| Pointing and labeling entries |

^^^^^^^^^^^^^^^^

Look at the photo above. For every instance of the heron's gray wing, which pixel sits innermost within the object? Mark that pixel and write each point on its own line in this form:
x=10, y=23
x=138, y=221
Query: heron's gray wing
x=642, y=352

^^^^^^^^^^^^^^^^

| Work instructions |
Copy the records above word for word, keeping every line and character unchanged.

| Exercise result |
Look at the photo above. For every instance of the heron's gray wing, which pixel sits innermost within the object? Mark that pixel and write each point on its own line in this form:
x=10, y=23
x=138, y=221
Query: heron's gray wing
x=642, y=352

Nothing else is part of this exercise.